* [What you will do] Set down every record exactly as it appears.

* [Source data]
+ + + +

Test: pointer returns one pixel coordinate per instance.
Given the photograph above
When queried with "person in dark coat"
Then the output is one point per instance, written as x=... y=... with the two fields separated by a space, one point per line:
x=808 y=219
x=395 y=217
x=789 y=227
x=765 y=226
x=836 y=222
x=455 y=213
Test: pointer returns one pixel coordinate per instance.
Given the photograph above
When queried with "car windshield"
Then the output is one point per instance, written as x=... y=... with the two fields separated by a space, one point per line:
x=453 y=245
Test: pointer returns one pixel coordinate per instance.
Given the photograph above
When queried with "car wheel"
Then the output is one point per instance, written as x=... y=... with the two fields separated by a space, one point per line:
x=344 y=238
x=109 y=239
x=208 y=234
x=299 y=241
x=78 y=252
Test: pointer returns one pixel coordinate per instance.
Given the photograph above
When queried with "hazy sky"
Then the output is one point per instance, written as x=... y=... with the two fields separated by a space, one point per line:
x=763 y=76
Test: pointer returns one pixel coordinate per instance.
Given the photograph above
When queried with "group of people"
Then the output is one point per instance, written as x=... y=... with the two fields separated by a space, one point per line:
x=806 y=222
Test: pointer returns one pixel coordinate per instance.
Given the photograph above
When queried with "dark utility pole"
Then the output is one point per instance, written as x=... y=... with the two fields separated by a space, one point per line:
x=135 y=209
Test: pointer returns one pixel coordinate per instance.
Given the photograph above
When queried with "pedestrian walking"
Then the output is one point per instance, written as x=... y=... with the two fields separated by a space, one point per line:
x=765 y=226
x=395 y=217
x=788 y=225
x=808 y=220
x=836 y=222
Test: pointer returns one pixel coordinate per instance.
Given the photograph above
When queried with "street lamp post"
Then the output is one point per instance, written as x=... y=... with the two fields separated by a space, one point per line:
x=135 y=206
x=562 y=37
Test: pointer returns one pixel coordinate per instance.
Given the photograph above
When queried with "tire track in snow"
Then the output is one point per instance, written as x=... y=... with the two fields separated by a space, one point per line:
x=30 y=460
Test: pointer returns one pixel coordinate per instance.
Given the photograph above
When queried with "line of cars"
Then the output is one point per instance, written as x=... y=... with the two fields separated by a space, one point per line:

+ + + +

* [Answer for this exercise]
Test: pointer returns one pixel coordinate per instance.
Given the photograph above
When queried with "person in dark coat"
Then the output is one point per instance, written as x=... y=... with the two fields separated by a space, one point per line:
x=808 y=219
x=395 y=217
x=789 y=227
x=765 y=226
x=836 y=222
x=455 y=213
Test: pointer returns one pixel coordinate per instance.
Given the photograph above
When queried with "car windshield"
Then the output is one point per instance, written as x=... y=... with the two fields separated by a space, one point per line:
x=453 y=245
Test: pointer returns one pixel coordinate per instance.
Given the photograph above
When queried with "car wheel"
Then the output is one point per instance, written as x=... y=... with the two fields separated by a space, one point per line:
x=344 y=238
x=109 y=239
x=208 y=234
x=299 y=241
x=78 y=252
Test: pointer returns one pixel coordinate per instance.
Given the photograph above
When queried with "hazy sky"
Then the output is one point per instance, written as x=... y=... with the two fields separated by a space, one point per line:
x=763 y=76
Test: pointer returns one pixel coordinate per instance.
Given the photograph above
When queried with "group of people"
Then the output is one point per instance, written as x=... y=... with the two fields separated by a space, one point per line:
x=806 y=222
Test: pointer returns one pixel coordinate per instance.
Given the photograph above
When queried with "dark utility pole"
Then the output is one point per instance, written as x=... y=... with the two fields separated by a space, one point per line:
x=135 y=209
Test: pointer returns one pixel coordinate per instance.
Given the photograph above
When queried with "pedestrian walking"
Then the output is one point per instance, written as x=... y=... with the two fields separated by a space, one point per line:
x=765 y=226
x=395 y=217
x=788 y=225
x=808 y=220
x=836 y=222
Test: pointer returns one pixel coordinate per instance.
Given the photograph above
When queried with "street lamp post"
Then the output is one point per instance, written as x=... y=... with the two fields separated by a space, one point per line:
x=135 y=206
x=562 y=37
Test: pointer returns one pixel coordinate per instance.
Given the photograph above
When queried with "tire track in snow"
Then the output is one point per instance, written as x=... y=... with the two fields separated by a space, one point per line:
x=30 y=460
Test: pointer returns one pixel coordinate per instance.
Given the photograph above
When queried with "line of cars"
Then the output is one point per instance, written as x=... y=... with the two fields separated by a space, one point per line:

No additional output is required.